● DATA TO USE:
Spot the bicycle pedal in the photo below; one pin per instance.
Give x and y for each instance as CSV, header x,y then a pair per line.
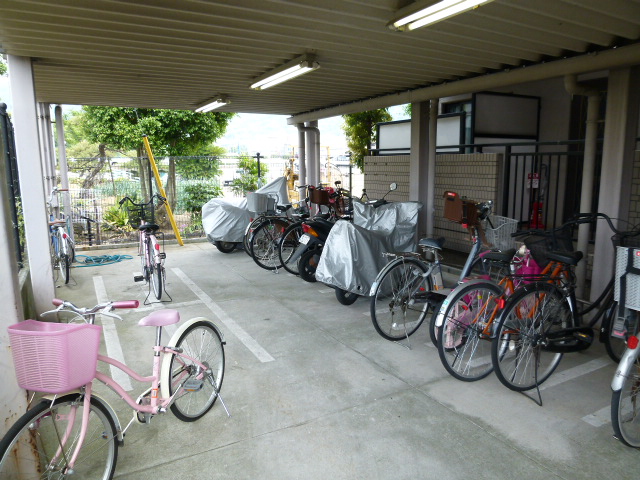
x,y
193,385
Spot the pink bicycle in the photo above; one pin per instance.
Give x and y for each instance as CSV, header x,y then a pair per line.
x,y
72,431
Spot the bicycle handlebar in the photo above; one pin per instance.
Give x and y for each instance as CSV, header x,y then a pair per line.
x,y
579,219
63,304
155,195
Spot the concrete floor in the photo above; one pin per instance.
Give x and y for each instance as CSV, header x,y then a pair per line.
x,y
315,393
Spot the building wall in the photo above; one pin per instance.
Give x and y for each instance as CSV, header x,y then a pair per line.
x,y
634,199
475,176
381,171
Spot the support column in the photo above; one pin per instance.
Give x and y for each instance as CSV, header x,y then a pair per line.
x,y
431,167
419,164
62,161
13,400
31,179
621,127
302,157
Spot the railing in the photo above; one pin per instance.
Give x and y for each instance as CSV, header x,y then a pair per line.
x,y
8,152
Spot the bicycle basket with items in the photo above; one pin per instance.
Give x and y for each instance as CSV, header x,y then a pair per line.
x,y
541,243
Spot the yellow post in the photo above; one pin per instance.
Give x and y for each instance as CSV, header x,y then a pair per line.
x,y
156,174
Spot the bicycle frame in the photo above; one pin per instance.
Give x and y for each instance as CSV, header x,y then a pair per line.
x,y
157,404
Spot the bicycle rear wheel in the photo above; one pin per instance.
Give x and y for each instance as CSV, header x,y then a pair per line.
x,y
518,352
308,263
287,247
157,280
625,409
197,391
399,303
32,444
464,339
265,243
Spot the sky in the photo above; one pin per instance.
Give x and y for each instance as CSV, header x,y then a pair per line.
x,y
253,133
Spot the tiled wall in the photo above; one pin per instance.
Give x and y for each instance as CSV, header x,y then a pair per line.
x,y
634,201
475,176
381,171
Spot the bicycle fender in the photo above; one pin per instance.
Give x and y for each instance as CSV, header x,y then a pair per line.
x,y
166,359
624,367
102,401
454,292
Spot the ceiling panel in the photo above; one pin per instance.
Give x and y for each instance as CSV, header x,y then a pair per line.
x,y
168,54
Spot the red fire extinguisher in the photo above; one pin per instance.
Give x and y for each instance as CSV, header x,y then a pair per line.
x,y
537,208
536,216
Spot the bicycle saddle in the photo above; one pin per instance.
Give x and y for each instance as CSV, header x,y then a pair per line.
x,y
432,242
149,226
160,318
505,256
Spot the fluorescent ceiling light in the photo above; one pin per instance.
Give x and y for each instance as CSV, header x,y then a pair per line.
x,y
213,104
435,12
294,68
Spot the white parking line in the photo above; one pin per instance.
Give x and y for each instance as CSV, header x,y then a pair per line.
x,y
248,341
599,418
111,339
566,375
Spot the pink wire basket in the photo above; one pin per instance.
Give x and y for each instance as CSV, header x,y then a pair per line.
x,y
54,357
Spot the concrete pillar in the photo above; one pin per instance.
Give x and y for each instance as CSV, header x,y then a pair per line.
x,y
62,159
302,156
419,163
13,400
621,128
31,180
431,167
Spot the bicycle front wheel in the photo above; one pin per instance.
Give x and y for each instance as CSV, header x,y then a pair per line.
x,y
616,346
518,352
399,300
65,267
64,263
464,339
288,245
625,409
197,389
157,280
42,441
265,244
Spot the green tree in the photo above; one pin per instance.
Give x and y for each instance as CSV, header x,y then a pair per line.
x,y
170,132
205,165
248,181
360,129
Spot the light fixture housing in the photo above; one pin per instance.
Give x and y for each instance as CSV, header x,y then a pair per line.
x,y
422,13
296,67
212,104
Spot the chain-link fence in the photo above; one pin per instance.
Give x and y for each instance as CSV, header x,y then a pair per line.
x,y
96,185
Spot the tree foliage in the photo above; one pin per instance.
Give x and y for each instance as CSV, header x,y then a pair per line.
x,y
170,132
360,129
248,181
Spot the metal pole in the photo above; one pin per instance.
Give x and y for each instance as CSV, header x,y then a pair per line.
x,y
257,157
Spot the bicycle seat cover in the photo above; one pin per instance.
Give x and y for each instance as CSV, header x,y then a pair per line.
x,y
505,256
149,226
160,318
570,258
432,242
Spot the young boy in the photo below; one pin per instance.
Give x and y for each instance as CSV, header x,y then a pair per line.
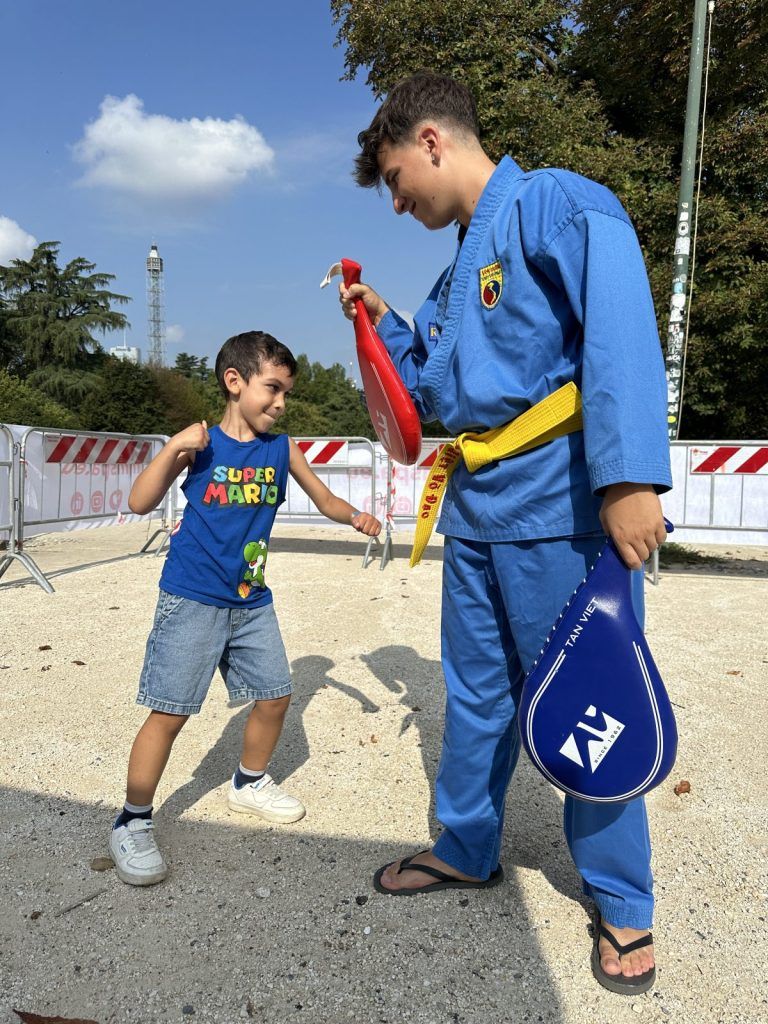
x,y
215,607
547,287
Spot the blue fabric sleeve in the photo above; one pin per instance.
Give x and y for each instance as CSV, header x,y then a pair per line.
x,y
409,353
599,262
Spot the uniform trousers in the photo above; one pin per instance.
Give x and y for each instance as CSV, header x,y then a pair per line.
x,y
500,602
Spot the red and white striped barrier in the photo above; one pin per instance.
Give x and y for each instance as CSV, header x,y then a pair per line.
x,y
96,451
326,453
728,459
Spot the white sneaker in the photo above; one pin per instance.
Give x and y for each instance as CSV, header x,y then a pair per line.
x,y
266,800
134,850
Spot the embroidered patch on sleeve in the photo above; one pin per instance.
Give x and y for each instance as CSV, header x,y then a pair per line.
x,y
492,282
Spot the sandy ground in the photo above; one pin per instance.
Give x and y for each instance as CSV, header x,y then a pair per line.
x,y
280,924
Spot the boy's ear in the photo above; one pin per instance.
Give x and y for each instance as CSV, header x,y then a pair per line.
x,y
232,380
429,139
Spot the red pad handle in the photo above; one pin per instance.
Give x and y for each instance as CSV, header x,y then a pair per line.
x,y
392,413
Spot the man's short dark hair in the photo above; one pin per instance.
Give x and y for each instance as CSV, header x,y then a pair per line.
x,y
423,96
248,352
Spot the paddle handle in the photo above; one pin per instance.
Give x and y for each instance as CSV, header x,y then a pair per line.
x,y
351,272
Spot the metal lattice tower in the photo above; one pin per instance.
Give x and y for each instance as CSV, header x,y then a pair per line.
x,y
156,325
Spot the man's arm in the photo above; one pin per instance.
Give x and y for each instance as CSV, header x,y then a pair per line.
x,y
631,515
326,501
177,455
624,391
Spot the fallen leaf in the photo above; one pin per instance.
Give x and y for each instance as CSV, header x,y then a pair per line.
x,y
37,1019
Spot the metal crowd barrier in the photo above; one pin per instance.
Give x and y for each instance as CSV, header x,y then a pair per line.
x,y
77,476
11,512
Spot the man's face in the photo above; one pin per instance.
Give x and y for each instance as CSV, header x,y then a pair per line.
x,y
412,172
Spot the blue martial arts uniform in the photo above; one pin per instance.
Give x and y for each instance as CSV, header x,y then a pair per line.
x,y
547,286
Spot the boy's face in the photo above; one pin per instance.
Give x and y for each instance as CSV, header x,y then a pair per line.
x,y
261,400
412,172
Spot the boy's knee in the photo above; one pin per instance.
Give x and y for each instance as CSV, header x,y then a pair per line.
x,y
171,724
273,708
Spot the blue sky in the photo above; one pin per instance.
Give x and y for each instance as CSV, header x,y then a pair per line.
x,y
222,133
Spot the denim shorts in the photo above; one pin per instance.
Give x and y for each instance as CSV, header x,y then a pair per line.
x,y
189,640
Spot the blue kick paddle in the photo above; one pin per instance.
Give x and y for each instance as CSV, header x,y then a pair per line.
x,y
595,718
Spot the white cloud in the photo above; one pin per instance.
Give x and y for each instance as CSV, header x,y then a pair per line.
x,y
174,334
157,157
14,242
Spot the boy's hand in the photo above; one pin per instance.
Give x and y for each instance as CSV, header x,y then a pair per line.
x,y
366,523
374,303
194,438
631,515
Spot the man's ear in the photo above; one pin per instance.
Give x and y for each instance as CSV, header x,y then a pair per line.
x,y
430,140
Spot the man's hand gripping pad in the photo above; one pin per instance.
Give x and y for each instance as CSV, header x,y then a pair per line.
x,y
392,413
595,718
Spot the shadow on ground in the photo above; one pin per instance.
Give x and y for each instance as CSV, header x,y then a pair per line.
x,y
279,924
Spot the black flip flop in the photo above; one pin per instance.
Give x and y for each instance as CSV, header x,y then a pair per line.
x,y
617,982
443,881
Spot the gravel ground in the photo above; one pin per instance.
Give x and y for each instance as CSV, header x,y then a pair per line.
x,y
281,924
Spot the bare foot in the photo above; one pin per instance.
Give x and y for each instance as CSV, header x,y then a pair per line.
x,y
417,880
631,965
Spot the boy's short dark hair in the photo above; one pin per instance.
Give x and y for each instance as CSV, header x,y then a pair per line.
x,y
247,353
421,97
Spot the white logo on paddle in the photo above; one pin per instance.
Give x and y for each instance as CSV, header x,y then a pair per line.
x,y
597,748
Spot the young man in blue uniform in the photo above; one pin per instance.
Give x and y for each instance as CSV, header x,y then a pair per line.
x,y
547,287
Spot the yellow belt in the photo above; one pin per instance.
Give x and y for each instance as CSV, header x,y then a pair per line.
x,y
558,414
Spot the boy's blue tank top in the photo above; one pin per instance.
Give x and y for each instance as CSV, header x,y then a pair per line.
x,y
218,552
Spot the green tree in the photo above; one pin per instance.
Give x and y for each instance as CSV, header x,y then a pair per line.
x,y
599,86
325,402
638,59
127,400
22,403
52,312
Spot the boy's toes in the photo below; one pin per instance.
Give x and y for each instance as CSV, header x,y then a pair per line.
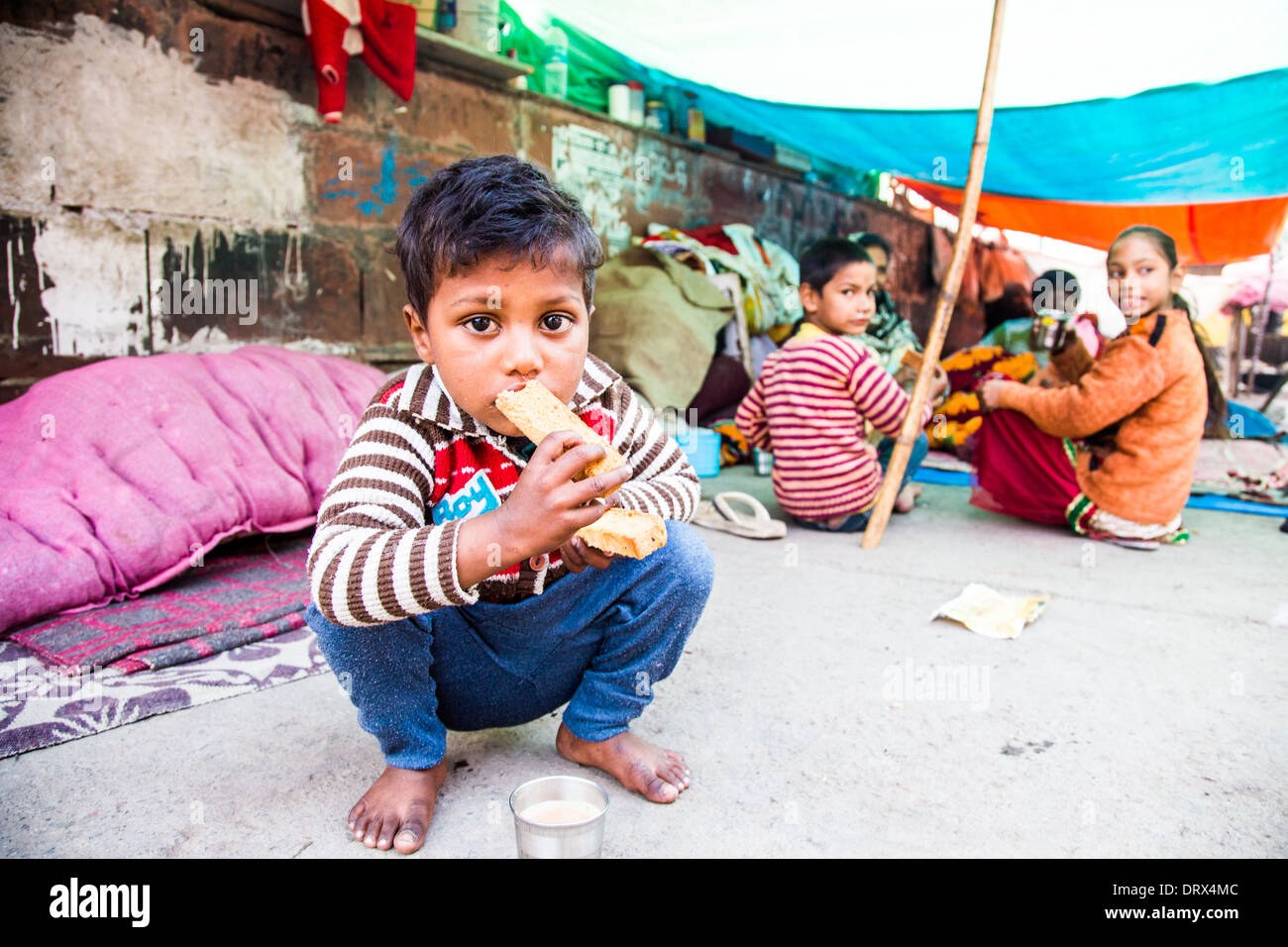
x,y
360,826
411,836
661,791
386,834
373,832
356,812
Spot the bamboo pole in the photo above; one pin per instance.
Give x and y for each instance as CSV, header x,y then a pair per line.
x,y
947,294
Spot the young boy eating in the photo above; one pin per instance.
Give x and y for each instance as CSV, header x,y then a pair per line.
x,y
449,586
816,394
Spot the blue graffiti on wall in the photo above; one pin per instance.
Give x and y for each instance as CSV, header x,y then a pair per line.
x,y
385,187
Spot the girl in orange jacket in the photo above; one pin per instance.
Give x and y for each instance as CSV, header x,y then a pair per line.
x,y
1137,410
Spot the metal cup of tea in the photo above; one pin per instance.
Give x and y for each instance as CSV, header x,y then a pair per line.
x,y
559,817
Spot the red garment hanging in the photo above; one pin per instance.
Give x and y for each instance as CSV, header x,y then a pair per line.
x,y
382,33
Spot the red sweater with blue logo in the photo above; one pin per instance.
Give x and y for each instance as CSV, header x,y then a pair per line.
x,y
417,467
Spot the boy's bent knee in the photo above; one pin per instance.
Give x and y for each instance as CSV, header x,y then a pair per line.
x,y
686,560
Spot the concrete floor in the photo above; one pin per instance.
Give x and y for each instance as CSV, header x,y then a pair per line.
x,y
820,710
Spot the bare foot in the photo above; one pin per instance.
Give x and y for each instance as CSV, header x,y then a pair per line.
x,y
907,497
402,801
658,775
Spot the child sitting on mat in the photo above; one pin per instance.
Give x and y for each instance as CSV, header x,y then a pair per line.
x,y
449,586
1138,410
816,394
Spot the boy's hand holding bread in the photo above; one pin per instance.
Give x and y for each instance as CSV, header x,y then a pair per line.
x,y
533,410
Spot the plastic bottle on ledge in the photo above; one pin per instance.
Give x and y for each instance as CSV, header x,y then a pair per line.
x,y
555,67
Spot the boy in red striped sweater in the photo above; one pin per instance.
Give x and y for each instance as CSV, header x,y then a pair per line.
x,y
816,395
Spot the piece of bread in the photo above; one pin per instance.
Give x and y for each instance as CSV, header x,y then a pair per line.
x,y
536,411
626,532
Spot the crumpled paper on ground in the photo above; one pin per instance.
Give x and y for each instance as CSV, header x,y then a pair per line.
x,y
991,613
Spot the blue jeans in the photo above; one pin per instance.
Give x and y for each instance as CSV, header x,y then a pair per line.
x,y
596,639
858,522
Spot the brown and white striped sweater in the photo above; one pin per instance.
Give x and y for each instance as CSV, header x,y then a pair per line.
x,y
417,467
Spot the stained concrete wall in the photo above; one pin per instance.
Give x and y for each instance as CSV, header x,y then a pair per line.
x,y
149,147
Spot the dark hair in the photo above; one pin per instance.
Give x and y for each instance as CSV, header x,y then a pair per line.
x,y
1056,289
823,258
1218,408
867,240
488,206
1013,304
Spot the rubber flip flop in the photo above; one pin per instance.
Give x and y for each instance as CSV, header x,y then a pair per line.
x,y
721,515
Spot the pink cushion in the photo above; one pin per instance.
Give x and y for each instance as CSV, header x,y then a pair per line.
x,y
121,474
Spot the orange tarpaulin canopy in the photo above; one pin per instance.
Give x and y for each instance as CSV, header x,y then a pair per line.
x,y
1219,232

● TASK REQUIREMENTS:
Your task is to transcribe the line containing "Spot the dark" and every line after it, through the last line of the data, exactly as written and with nothing more.

● FULL ANSWER:
Spot the dark hair in the photo above; one pin per instance.
Give x and y for each instance as CSV, header x,y then a pair per line.
x,y
1056,289
823,258
1218,408
867,240
488,206
1013,304
Spot the rubber flip flop in the photo above; one pin per instance.
Give x and y for each instance as CSV, header x,y then a pair per line.
x,y
721,515
Spot the pink cushion in the photo above; one pin per instance.
Give x and y for each instance as CSV, header x,y then a pair per line.
x,y
121,474
Spot the orange tarpaulin canopy in the photo above; one pin per instance.
Give x and y for each instance as CSV, header x,y then a pair per line.
x,y
1219,232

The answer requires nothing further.